## Selected text
▼

The IDF started Operation Northern Shield Dec. 4 to neutralize the border tunnels dug by Hezbollah from Lebanon into Israeli territory. But the goal of Israel’s operation is apparently not only to protect residents of northern Israel from Hezbollah fighters.

Indeed, at a meeting with the heads of the towns and villages in the region on Dec. 11, Prime Minister Benjamin Netanyahu painted a horrific scenario in which “on some rainy, foggy day, Hezbollah emerges from the tunnels and kidnaps our people.” But according to the prime minister, there is more to the the tunnel network he'd said earlier on Dec. 4 “is part of a regional and global network of terror and aggression directed and funded by Iran.” The operation on the border with Lebanon is targeted at “Iran’s terror arm in Lebanon," he emphasized. Seated next to Netanyahu at that same event, IDF Chief of Staff Lt. Gen. Gadi Eizenkot promised “to keep hitting the Iranian entrenchment in the northern arena.”

▲

## Stored data
▼

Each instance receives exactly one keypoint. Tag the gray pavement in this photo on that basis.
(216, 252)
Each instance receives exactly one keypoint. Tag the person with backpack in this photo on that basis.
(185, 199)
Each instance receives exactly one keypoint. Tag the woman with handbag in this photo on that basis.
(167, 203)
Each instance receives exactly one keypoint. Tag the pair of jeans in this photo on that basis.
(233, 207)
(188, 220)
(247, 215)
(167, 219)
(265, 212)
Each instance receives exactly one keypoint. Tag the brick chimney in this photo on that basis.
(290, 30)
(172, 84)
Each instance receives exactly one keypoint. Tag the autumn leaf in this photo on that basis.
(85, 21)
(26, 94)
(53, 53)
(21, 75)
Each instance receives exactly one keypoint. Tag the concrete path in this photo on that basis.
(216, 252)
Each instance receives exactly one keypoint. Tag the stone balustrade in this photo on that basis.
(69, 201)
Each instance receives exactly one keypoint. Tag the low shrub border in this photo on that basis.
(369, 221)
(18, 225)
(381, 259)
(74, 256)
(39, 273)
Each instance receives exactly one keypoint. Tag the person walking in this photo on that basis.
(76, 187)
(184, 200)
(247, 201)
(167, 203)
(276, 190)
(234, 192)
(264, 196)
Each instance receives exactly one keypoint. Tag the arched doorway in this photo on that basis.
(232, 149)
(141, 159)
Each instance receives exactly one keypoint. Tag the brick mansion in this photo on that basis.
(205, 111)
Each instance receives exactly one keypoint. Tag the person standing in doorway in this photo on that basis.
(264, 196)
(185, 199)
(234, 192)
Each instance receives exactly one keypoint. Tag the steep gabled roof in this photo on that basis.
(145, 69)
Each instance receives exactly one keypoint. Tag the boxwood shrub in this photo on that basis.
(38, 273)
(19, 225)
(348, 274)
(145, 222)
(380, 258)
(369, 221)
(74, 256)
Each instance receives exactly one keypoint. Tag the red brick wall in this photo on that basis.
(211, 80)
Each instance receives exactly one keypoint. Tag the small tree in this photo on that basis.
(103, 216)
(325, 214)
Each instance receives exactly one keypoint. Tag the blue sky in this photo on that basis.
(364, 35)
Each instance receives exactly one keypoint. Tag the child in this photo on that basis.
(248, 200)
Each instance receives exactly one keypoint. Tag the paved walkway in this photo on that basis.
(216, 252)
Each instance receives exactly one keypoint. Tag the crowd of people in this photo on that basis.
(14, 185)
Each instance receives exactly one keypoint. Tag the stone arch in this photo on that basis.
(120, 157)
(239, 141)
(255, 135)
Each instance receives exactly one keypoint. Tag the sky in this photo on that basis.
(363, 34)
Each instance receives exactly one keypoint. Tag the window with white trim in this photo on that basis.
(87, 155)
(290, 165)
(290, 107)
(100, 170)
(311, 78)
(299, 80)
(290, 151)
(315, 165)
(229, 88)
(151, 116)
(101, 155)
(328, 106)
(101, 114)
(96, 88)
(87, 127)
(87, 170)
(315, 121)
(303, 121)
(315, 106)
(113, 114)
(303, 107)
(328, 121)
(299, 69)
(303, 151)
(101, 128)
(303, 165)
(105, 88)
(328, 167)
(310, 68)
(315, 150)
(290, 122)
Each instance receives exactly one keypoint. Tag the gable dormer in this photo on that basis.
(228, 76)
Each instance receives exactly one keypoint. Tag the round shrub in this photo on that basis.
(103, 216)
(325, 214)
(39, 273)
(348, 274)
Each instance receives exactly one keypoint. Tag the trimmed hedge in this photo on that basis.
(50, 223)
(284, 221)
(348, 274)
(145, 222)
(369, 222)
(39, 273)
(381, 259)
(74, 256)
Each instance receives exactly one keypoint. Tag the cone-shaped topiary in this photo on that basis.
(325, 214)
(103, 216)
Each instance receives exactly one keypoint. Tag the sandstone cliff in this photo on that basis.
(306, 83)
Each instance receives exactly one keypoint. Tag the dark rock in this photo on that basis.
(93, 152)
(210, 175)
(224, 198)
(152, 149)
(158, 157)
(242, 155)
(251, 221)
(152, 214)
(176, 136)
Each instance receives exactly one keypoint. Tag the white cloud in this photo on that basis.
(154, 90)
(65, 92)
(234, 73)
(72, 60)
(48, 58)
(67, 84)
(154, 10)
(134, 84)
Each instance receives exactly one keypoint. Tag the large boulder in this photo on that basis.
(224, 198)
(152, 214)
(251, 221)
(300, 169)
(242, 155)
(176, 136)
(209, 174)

▲

## Requests
A: Answer these questions using the passage on Operation Northern Shield:
(i) On what date did the IDF start the operation?
(ii) Who was seated next to Netanyahu at the Dec. 11 meeting with the heads of the region's towns and villages?
(iii) According to Netanyahu, who directs and funds the regional and global network of terror and aggression?
B: Write a continuation of the passage on Operation Northern Shield, starting right after its final sentence.

## Exercise answers
A:
(i) Dec. 4
(ii) IDF Chief of Staff Lt. Gen. Gadi Eizenkot
(iii) Iran

B:
Although Hezbollah has had access to the tunnels for two or three years, the organization has not used them. Israel’s intelligence community believes Hezbollah Secretary General Hassan Nasrallah has no interest in attacking Israel as long as his forces are deployed in Syria and his precision missile project is in its infancy. Although Hezbollah relies on Iran, it is first and foremost focused on internal matters. Like other groups that have become established movements, such as Sinn Fein in Ireland, it bears responsibility for the welfare of civilians if it wants to exert control and maintain its power.

In fact, ever since Israel withdrew its troops from Lebanon in May 2000, Nasrallah has initiated no war against Israel. Right after the Second Lebanon War in 2006, he declared that had he known Israel would land such a heavy blow on Lebanon, he would have foregone the kidnapping of the two Israeli soldiers that set off the deadly Israeli reaction.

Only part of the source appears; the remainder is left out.